**DIRECTIONS FOR THIS TASK:** In the material below, find each line with the word "tall" and list it.

>>>

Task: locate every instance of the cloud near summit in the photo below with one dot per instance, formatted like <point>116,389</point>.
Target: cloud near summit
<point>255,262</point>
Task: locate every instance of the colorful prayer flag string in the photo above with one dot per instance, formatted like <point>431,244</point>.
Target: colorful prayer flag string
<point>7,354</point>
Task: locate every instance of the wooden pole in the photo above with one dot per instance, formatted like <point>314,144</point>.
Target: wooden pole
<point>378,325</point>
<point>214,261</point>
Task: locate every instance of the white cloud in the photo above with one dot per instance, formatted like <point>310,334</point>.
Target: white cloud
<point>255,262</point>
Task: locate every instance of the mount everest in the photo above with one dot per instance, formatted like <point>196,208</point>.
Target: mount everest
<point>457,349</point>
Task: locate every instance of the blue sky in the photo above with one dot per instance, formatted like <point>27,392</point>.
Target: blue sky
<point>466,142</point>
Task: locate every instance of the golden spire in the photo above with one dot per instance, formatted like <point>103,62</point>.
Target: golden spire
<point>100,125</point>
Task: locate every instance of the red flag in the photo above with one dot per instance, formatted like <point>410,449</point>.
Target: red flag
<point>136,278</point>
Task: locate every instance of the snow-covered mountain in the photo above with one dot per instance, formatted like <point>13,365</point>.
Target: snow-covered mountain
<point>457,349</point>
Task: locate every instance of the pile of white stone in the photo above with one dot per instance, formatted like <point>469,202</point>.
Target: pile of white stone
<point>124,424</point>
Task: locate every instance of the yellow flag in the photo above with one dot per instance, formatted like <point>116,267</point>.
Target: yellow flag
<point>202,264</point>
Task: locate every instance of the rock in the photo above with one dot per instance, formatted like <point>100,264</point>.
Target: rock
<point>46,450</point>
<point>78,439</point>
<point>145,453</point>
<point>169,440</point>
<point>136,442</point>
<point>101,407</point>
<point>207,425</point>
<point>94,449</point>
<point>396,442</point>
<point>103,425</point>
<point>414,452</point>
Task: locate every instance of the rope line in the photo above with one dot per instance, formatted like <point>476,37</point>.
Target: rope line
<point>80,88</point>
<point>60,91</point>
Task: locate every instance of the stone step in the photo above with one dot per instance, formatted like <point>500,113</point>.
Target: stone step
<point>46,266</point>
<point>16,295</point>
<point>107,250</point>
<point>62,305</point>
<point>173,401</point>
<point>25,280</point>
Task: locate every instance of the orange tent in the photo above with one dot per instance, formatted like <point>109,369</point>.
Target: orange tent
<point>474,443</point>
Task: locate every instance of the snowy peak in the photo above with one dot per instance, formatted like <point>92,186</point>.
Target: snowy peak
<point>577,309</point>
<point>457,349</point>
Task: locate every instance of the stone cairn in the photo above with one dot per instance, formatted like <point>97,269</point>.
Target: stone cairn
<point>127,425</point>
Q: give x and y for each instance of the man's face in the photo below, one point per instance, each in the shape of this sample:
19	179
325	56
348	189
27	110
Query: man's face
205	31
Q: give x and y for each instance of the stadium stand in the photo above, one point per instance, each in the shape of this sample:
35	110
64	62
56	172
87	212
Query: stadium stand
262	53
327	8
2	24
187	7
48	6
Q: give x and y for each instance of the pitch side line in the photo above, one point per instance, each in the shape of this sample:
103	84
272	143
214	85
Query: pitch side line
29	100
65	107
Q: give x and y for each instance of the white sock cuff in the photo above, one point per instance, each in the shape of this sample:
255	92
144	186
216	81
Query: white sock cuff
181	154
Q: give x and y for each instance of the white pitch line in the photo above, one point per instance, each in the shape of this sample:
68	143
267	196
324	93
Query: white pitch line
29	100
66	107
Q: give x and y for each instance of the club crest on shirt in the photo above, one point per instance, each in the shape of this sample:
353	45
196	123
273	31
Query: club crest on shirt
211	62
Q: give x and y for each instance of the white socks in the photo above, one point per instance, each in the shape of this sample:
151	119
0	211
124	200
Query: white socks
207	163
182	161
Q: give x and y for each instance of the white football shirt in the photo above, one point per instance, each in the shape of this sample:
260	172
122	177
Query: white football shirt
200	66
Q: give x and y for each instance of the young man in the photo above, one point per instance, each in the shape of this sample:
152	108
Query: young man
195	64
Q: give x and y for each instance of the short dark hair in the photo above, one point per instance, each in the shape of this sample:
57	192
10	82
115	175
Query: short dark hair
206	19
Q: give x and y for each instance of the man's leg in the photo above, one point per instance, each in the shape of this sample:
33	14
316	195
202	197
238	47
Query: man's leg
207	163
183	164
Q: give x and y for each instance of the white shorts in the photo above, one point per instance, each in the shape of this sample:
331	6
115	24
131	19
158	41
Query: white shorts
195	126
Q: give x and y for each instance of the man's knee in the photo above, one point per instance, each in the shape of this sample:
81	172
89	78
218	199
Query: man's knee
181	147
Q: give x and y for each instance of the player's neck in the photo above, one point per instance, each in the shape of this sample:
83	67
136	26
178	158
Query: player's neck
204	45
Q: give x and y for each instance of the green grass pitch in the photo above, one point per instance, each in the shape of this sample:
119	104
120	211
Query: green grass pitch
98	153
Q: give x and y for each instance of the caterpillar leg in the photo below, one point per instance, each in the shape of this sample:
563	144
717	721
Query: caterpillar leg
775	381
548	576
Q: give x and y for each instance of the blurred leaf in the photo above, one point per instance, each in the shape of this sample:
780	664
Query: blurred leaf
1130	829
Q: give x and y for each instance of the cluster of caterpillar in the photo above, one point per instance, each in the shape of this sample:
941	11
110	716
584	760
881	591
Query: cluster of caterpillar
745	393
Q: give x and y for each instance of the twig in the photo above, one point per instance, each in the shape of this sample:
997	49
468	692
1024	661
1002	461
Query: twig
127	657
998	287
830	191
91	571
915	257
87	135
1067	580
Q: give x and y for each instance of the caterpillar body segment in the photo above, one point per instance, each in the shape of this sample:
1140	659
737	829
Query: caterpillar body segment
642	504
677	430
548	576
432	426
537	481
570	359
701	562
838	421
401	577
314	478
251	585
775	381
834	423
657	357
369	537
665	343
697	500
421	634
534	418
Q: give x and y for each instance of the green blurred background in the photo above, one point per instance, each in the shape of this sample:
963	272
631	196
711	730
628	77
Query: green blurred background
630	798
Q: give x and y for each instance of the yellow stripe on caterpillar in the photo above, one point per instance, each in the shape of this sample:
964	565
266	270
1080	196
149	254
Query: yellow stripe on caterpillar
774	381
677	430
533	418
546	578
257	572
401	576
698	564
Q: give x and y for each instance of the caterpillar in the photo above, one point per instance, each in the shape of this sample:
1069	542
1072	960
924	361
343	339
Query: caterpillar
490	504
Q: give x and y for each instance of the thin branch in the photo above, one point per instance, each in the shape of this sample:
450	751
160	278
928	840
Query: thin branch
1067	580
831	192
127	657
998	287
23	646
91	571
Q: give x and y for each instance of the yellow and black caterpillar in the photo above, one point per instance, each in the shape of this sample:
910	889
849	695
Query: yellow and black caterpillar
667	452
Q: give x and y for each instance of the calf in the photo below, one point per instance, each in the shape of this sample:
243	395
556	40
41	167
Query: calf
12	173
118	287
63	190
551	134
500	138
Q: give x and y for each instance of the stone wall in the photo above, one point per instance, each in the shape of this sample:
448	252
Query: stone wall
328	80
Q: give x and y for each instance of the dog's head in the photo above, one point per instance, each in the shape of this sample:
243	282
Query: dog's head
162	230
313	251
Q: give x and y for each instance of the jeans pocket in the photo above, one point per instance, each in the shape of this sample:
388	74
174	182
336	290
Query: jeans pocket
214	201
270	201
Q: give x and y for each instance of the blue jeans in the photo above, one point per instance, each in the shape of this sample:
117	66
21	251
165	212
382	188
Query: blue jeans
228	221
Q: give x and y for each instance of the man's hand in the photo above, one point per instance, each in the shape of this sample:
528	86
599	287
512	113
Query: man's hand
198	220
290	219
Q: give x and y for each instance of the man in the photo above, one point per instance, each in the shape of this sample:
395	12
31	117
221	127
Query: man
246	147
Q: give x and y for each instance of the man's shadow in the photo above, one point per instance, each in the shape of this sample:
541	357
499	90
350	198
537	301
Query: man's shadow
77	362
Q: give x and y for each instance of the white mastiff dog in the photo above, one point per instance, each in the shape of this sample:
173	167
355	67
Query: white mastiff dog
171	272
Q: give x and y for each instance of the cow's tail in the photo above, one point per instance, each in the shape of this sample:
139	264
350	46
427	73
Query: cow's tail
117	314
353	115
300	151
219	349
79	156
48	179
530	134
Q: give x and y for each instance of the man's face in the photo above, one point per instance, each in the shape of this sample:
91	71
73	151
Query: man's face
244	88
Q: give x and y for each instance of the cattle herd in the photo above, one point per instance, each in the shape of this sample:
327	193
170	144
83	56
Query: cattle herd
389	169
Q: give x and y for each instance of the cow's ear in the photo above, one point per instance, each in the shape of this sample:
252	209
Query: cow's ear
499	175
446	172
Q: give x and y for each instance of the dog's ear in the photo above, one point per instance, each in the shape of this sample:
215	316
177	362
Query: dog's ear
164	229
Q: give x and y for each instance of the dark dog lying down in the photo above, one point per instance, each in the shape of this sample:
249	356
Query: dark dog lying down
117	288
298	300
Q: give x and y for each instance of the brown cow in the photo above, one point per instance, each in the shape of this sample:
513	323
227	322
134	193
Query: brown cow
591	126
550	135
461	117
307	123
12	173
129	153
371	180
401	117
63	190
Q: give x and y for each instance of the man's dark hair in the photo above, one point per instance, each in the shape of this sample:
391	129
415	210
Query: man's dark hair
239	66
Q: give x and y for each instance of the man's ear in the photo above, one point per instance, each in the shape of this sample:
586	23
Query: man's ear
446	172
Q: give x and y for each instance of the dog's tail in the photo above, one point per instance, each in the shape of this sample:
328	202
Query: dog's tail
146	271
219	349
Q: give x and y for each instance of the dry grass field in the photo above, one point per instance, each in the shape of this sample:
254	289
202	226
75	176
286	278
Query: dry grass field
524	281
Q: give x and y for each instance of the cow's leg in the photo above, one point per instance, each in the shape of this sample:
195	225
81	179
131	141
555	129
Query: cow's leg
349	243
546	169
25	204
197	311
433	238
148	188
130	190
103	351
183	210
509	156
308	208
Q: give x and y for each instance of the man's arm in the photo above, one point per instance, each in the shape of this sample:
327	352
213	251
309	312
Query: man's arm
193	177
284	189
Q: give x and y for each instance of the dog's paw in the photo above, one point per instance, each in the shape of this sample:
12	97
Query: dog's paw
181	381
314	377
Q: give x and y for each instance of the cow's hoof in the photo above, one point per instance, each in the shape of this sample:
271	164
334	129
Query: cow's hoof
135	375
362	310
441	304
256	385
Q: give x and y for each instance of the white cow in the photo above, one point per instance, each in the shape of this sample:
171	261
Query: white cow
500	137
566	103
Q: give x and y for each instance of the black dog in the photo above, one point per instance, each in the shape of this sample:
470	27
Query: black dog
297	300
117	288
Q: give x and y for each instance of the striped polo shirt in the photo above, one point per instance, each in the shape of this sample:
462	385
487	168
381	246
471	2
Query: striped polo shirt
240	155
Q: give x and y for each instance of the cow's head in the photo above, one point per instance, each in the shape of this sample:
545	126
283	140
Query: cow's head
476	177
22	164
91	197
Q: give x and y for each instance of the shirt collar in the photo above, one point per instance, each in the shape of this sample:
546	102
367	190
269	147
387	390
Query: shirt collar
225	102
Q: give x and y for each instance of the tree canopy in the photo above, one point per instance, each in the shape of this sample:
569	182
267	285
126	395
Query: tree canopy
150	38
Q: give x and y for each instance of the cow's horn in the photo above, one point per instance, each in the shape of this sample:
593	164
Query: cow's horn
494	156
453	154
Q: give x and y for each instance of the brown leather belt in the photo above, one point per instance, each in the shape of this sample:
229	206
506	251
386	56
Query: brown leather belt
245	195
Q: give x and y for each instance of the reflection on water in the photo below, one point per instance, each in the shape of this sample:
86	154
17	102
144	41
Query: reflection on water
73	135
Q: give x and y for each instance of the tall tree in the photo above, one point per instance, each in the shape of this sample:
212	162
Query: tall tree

<<<

**OUTPUT FOR THIS TASK:**
Q: give x and y for each instance of the tall tree in the photo above, one point per instance, each in the shape of this sample:
Query: tall tree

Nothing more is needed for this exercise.